[Referring expression pointing data]
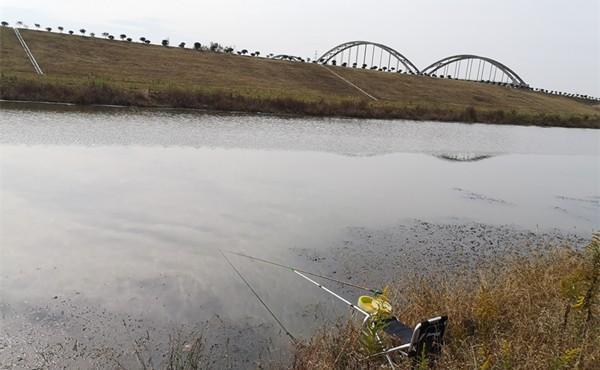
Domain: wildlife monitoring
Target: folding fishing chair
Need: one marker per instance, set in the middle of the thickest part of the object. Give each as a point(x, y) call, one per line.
point(425, 340)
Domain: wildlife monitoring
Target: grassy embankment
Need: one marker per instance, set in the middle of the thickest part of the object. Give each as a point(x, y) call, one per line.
point(541, 312)
point(84, 70)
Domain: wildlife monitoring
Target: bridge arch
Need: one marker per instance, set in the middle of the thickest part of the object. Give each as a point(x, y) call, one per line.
point(475, 65)
point(350, 45)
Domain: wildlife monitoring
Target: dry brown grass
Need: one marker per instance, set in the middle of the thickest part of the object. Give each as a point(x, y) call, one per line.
point(150, 75)
point(535, 313)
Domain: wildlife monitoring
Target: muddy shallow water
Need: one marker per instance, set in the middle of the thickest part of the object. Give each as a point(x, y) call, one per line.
point(112, 220)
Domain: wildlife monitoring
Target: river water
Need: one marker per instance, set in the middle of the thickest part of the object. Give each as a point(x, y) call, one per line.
point(111, 220)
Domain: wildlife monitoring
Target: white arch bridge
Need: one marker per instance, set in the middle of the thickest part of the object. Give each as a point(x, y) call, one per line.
point(376, 56)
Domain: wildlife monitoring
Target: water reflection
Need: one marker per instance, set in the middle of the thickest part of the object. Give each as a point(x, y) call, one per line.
point(463, 157)
point(124, 213)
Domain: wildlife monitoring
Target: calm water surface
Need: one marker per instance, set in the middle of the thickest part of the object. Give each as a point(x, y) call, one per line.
point(125, 211)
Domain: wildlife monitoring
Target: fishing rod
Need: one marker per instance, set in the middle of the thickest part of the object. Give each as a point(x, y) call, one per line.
point(292, 338)
point(297, 270)
point(302, 273)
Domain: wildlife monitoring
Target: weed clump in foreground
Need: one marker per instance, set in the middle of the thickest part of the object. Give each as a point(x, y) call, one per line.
point(541, 312)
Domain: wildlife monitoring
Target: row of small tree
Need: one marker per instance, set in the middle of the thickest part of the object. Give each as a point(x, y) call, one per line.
point(213, 46)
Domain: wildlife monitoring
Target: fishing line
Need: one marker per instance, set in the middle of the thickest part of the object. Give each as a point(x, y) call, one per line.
point(292, 338)
point(374, 291)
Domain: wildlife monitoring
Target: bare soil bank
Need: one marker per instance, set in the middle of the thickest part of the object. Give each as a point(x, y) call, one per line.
point(85, 70)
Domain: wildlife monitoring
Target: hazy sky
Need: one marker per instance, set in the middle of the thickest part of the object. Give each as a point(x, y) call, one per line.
point(554, 44)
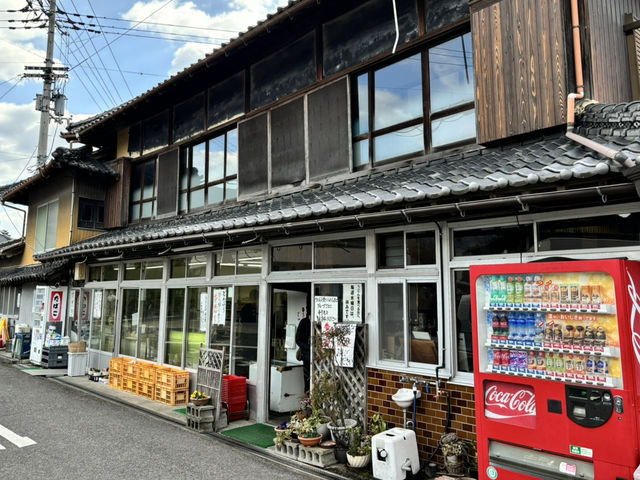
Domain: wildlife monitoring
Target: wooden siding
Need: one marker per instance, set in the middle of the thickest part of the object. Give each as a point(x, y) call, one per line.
point(116, 201)
point(57, 188)
point(86, 188)
point(607, 64)
point(520, 67)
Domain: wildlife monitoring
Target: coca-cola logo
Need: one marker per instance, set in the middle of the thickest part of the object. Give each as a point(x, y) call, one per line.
point(510, 403)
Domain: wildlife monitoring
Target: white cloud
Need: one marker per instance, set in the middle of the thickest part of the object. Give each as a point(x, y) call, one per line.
point(236, 18)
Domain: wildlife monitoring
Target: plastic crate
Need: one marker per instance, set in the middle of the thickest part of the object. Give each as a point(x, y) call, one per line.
point(116, 365)
point(115, 381)
point(171, 396)
point(130, 385)
point(147, 372)
point(170, 378)
point(146, 389)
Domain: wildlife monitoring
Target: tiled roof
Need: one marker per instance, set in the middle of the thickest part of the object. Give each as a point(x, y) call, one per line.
point(79, 159)
point(239, 40)
point(499, 171)
point(33, 273)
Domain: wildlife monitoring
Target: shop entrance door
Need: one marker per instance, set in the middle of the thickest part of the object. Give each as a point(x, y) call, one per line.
point(289, 305)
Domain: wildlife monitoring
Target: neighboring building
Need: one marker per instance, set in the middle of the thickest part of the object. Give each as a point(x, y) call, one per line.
point(66, 205)
point(307, 159)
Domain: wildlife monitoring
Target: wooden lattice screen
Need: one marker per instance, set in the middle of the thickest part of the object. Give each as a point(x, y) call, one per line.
point(209, 376)
point(354, 379)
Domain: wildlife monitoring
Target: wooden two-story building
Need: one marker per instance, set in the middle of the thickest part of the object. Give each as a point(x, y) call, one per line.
point(360, 155)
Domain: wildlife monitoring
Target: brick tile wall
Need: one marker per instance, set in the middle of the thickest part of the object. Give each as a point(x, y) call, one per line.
point(431, 413)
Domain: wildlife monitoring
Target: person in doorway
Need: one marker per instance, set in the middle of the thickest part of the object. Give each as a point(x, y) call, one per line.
point(303, 340)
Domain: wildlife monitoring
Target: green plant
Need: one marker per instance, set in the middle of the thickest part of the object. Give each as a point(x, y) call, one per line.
point(360, 446)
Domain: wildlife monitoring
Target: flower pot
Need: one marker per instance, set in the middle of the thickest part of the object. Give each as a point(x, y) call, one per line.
point(358, 461)
point(199, 402)
point(339, 434)
point(310, 442)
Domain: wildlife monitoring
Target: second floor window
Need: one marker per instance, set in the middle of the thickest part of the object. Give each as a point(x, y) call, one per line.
point(46, 226)
point(209, 172)
point(420, 103)
point(143, 190)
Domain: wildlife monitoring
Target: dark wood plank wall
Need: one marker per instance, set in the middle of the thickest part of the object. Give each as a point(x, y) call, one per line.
point(609, 67)
point(520, 67)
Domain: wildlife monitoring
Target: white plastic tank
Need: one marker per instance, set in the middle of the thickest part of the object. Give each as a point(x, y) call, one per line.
point(394, 453)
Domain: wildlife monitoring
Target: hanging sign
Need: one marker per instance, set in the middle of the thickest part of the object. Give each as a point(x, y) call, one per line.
point(352, 302)
point(326, 309)
point(55, 306)
point(219, 306)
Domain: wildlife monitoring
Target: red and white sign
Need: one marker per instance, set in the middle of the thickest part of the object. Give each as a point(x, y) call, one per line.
point(55, 306)
point(510, 403)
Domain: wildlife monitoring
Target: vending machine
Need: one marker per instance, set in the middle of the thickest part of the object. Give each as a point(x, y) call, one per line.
point(557, 359)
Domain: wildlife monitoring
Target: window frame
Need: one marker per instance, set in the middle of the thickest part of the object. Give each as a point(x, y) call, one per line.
point(186, 161)
point(426, 120)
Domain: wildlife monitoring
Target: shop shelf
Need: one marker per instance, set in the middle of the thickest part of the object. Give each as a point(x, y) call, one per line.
point(146, 389)
point(172, 396)
point(172, 378)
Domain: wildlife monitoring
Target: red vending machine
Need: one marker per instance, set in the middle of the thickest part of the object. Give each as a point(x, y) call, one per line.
point(557, 358)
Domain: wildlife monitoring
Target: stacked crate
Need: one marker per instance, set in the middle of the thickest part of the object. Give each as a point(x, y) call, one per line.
point(234, 395)
point(172, 386)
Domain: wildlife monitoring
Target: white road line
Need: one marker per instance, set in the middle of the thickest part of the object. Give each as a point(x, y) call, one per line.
point(14, 438)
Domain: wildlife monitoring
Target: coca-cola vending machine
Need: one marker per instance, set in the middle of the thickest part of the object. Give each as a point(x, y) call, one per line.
point(557, 359)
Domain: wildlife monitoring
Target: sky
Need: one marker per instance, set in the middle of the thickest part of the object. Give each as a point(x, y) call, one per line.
point(115, 50)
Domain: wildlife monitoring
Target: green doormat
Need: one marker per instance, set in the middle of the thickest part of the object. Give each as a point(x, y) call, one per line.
point(260, 435)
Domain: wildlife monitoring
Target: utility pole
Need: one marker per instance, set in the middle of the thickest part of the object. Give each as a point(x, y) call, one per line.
point(43, 102)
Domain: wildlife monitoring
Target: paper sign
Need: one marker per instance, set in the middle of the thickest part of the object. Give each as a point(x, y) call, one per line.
point(352, 302)
point(219, 306)
point(326, 309)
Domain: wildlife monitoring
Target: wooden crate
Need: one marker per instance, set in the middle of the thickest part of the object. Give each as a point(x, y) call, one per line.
point(171, 378)
point(130, 385)
point(147, 372)
point(146, 389)
point(172, 396)
point(115, 380)
point(116, 365)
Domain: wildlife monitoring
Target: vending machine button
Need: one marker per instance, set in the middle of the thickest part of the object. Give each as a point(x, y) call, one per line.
point(618, 405)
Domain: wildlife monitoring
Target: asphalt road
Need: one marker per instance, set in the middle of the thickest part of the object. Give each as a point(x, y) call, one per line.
point(66, 434)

> _Prompt_: Filter the records, keeping only lines that contain "vending", and show those lines.

> _Result for this task_:
Target: vending machine
Target: red vending machine
Target: coca-cola vending machine
Target: vending machine button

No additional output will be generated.